(SOURCE DOCUMENT begins)

Liesl Chatman will be UW–Madison’s 2023 Folk Artist-in-Residence, as part of the Sustaining Scandinavian Folk Arts in the Upper Midwest project in partnership with the School of Education’s Art Department.
Chatman is a spoon carver, kolroser, teacher, and advocate for education and equity in all walks of life. She will be hosting a regular carving club, as well as working with students in the woodshop to teach the art of spoon carving and kolrosing.
Her background as a graphic journaler informs her work as a spoon carver and kolroser, which reflects a wide range of interests, experiences, and continued engagement with her environment and her community.
Chatman is an experienced teacher and renowned artist. Her work is currently on exhibition at the American Swedish Institute in “Leaving Your Mark: Stories in Wood.” Among other works by Chatman, visitors are able to view a special spoon carving project she launched in 2020 to respond “to the simultaneous crises of COVID-19, the murder of George Floyd, and the ensuing protests that erupted.”
In addition to her own artistic work, Chatman teaches around the country at folk schools, museums, and other cultural institutions, including the American Swedish Institute, Fireweed Community Woodshop, John C. Campbell Folk School, North House Folk School, and Vesterheim.
The Nordic Folklife Project and the Center for the Study of Upper Midwestern Cultures are sponsoring a talk with Chatman on Monday, Sept. 11, from 4-5 p.m., via Zoom, that is free and open to the public.
Keep an eye out out for additional opportunities to engage with Chatman throughout her residency, including the carving club.

(SOURCE DOCUMENT ends)
(INFORMATION PROVIDED begins)

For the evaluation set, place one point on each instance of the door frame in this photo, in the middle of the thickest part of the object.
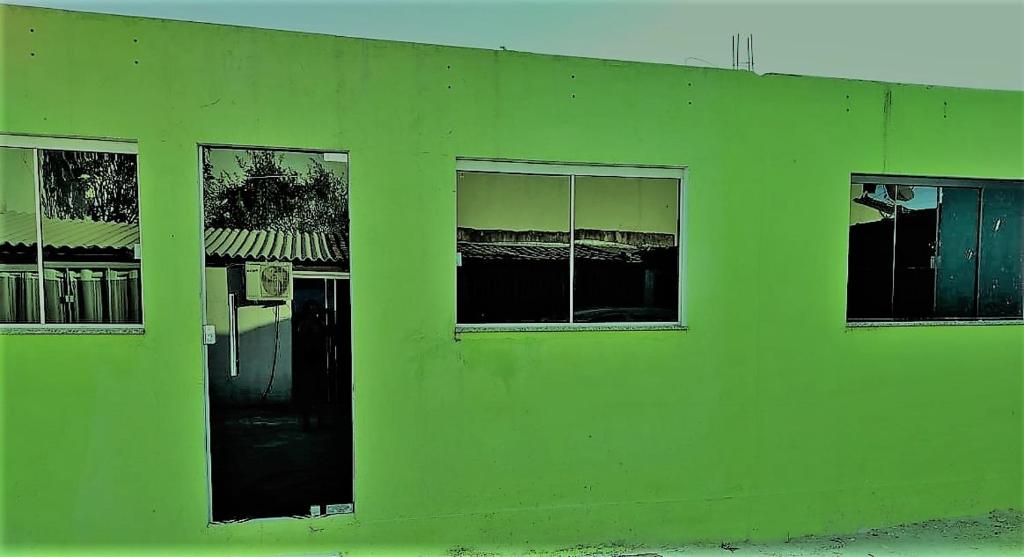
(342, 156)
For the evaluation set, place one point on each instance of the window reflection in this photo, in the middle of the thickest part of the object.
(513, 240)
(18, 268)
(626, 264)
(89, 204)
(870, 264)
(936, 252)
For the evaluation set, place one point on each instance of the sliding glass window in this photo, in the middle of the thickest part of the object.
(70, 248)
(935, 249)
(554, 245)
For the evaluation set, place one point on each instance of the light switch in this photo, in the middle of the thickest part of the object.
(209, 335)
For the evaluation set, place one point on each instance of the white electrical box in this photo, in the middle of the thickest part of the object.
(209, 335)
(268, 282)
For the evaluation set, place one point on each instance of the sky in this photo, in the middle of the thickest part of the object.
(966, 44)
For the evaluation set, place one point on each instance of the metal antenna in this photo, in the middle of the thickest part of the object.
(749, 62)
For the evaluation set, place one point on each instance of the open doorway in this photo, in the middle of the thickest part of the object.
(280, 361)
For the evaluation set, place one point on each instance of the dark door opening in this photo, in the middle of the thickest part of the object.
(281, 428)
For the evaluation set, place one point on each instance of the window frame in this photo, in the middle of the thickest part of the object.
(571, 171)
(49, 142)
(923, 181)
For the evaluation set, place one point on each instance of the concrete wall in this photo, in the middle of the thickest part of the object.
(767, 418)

(INFORMATION PROVIDED ends)
(INFORMATION PROVIDED begins)

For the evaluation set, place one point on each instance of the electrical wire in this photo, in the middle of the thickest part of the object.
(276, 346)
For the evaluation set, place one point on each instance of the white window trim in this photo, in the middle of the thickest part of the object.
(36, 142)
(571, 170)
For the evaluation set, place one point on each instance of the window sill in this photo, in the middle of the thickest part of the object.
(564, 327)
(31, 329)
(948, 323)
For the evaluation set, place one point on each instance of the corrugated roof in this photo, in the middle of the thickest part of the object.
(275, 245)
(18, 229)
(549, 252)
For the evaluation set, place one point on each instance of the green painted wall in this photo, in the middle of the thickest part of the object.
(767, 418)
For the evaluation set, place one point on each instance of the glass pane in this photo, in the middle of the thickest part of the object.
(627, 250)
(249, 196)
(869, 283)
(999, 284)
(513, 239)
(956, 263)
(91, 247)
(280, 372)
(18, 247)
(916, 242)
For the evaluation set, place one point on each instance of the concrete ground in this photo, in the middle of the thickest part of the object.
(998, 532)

(INFORMATION PROVIDED ends)

* [EXERCISES]
1. Extract the portion of the residency announcement starting at "Chatman is an" and ending at "to the public.".
2. According to the residency announcement, at which institution is Chatman's work currently on exhibition?
None of this material is needed.

* [LIST OF ANSWERS]
1.
Chatman is an experienced teacher and renowned artist. Her work is currently on exhibition at the American Swedish Institute in “Leaving Your Mark: Stories in Wood.” Among other works by Chatman, visitors are able to view a special spoon carving project she launched in 2020 to respond “to the simultaneous crises of COVID-19, the murder of George Floyd, and the ensuing protests that erupted.”
In addition to her own artistic work, Chatman teaches around the country at folk schools, museums, and other cultural institutions, including the American Swedish Institute, Fireweed Community Woodshop, John C. Campbell Folk School, North House Folk School, and Vesterheim.
The Nordic Folklife Project and the Center for the Study of Upper Midwestern Cultures are sponsoring a talk with Chatman on Monday, Sept. 11, from 4-5 p.m., via Zoom, that is free and open to the public.

2. The American Swedish Institute, in "Leaving Your Mark: Stories in Wood."